While some Pennsylvanians are finally enjoying a seat at the bar or in the barbershop after a two-and-a-half month hiatus, Philadelphians and those in the surrounding counties are still biding their time. But on Friday, almost all of the state’s counties are scheduled to move into the yellow phase. The exception may be Philadelphia, where coronavirus restrictions might remain in place, Mayor Jim Kenney cautioned even before recent days’ peaceful protests, destructive looting, and curfews.

And the yellow phase holds the prospect of at least one cautious and careful step toward normalcy: outdoor dining, a hallmark of summertime.

As with the green phase, which allows indoor and outdoor dining at reduced capacities, there are plenty of restrictions, some required, others suggested. Here’s what to expect at local bars and restaurants when counties move into the yellow phase.

Where can I be in a restaurant in the yellow phase? Will I need to wear a mask?

Only outside seating — on patios, rooftops, porches, and sidewalks — is allowed. Outdoor counter seating is allowed, but not if the counter faces a bartender. Until we get to the green phase, bar seating remains a no-go. Dance floors, play areas, and arcade games are off-limits, too.

Customers are only allowed to pass through the inside of a restaurant to access the outside or to use the restrooms, and they must be seated to be served in-house. (No standing, even in the green phase.)

Whenever guests aren’t seated, they need to wear masks. The only exceptions are children under 2 and those who cannot wear a mask due to a medical condition. Employees must also wear masks.

Restaurants are required to have signs, like this one at Morgan's Pier, or tape that remind people to stay socially distanced while dining outdoors.
COURTESY MORGAN'S PIER
Restaurants are required to have signs, like this one at Morgan's Pier, or tape that remind people to stay socially distanced while dining outdoors.

How many tables will there be, and how will they be set up?

Since many outdoor dining areas don’t have fire-code designations specifying maximum capacity, restaurant owners will be limited by the number of tables they can safely fit in their space according to social distancing guidelines.

Tables need to be spaced out so that individuals seated at them are at least 6 feet away from individuals seated elsewhere. Restaurants also need to leave room for passersby to socially distance from seated diners. Owners need to provide visual guides that remind customers of distancing guidelines, so expect to see taped-off areas and signs demarcating 6 feet in and around restaurants.

How many people can be at one table?

The state encouraged a limit of 10 people to a table. Communal tables are prohibited unless they allow at least 6 feet of distance between unrelated parties.

Will there be plastic barriers?

The guidelines don’t mandate that restaurants install physical barriers to keep customers and/or staff distanced, but they are encouraged for point-of-sale spots like cash registers and host stands. And in the green phase, barriers might allow restaurant owners to seat more customers inside.

### SOURCE INFORMATION
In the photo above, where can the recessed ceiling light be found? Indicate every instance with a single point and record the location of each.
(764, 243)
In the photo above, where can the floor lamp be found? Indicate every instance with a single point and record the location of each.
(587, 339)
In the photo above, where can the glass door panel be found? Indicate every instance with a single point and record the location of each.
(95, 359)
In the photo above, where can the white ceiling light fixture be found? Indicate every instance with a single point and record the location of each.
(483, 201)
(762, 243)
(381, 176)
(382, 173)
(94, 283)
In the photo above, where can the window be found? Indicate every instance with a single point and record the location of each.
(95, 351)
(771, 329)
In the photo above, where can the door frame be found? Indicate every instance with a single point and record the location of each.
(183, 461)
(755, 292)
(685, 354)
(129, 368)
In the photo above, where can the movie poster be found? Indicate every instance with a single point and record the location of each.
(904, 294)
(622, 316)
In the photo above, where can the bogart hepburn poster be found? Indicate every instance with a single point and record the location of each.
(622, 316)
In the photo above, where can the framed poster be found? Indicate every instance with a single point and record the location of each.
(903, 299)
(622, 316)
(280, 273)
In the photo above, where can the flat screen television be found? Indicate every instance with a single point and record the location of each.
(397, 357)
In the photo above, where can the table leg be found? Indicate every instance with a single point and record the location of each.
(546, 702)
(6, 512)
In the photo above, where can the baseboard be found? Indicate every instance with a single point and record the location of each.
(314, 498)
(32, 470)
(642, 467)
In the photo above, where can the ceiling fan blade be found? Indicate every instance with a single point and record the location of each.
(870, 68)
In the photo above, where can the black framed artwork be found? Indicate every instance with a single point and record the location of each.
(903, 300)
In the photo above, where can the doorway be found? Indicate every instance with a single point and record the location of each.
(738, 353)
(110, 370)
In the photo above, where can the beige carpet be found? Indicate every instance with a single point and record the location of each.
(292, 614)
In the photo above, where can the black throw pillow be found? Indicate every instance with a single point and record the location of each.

### STUDY QUESTIONS
• 1. Using the article on yellow-phase restaurant dining above, decide whether each statement agrees with it. Answer yes or no for each, quoting the deciding words of the article exactly.
(a) In the yellow phase, diners may sit at an outdoor counter that faces a bartender.
(b) Restaurant employees are required to wear masks.
(c) The guidelines require restaurants to install physical barriers at cash registers.
• 2. According to the article on yellow-phase restaurant dining, what limit on people per table did the state encourage?

### EXPECTED OUTPUTS
• 1.
(a) No: "Outdoor counter seating is allowed, but not if the counter faces a bartender."
(b) Yes: "Employees must also wear masks."
(c) No: "The guidelines don’t mandate that restaurants install physical barriers to keep customers and/or staff distanced"

• 2. 10 people to a table.